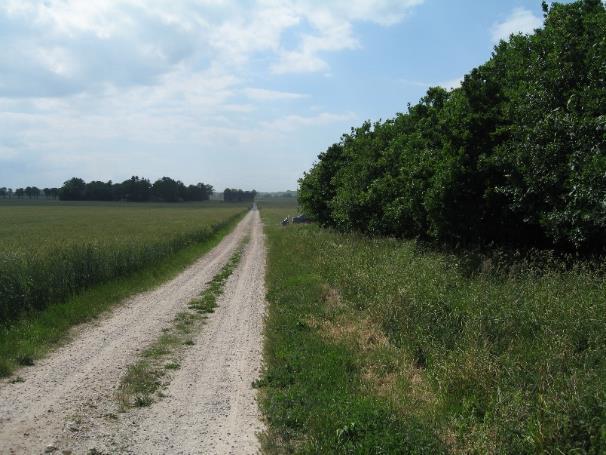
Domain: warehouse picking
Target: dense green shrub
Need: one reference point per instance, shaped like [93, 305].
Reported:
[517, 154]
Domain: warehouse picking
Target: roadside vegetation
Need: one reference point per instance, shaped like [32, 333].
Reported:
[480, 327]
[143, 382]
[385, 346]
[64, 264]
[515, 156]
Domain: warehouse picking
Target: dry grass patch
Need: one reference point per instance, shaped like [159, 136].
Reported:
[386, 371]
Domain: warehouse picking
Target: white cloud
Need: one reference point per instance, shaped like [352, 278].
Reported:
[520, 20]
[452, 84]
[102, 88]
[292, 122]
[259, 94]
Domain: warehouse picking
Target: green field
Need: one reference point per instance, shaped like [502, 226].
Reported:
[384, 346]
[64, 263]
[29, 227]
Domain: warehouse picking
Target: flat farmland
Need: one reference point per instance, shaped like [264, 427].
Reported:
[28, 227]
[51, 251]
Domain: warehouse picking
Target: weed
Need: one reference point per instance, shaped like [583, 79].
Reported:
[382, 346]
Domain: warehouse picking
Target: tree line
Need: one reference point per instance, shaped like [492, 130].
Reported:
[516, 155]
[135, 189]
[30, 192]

:::::

* _THE TASK_: Rewrite all of the data above, replacing "warehouse picking" with "field survey" wherever it occurs and leaving everything else unchanged. Omit the pictures from your answer.

* _REPLY TO THE EXERCISE_:
Domain: field survey
Target: dense green shrub
Need: one reference point per instance, shaped like [93, 305].
Reported:
[517, 154]
Domain: field survey
Target: roadside vegetation
Need: one reference point per instance, shaped like [32, 333].
Reported:
[480, 327]
[143, 382]
[385, 346]
[64, 264]
[515, 156]
Domain: field survey
Target: dry grass patch
Need: one reference point per instance, shaped like [159, 136].
Reported:
[386, 371]
Domain: field survey
Target: white cloud
Need: one reference point per instance, shaped like [352, 278].
Reported:
[520, 20]
[452, 84]
[102, 88]
[292, 122]
[259, 94]
Domain: field survey
Target: green field
Need: one reference point per instance, shaped like [502, 226].
Reported:
[384, 346]
[64, 263]
[29, 227]
Domain: field survey
Target: flat farmland
Need: one reference point per instance, shaped like [264, 427].
Reported:
[28, 227]
[51, 251]
Domain: field survey
Target: weed
Need: one reference point per instance, shaped like [583, 79].
Reported:
[382, 346]
Domain: field survey
Target: tree line
Need: one reference point per instance, shaped like [492, 130].
Reported:
[516, 155]
[135, 189]
[30, 192]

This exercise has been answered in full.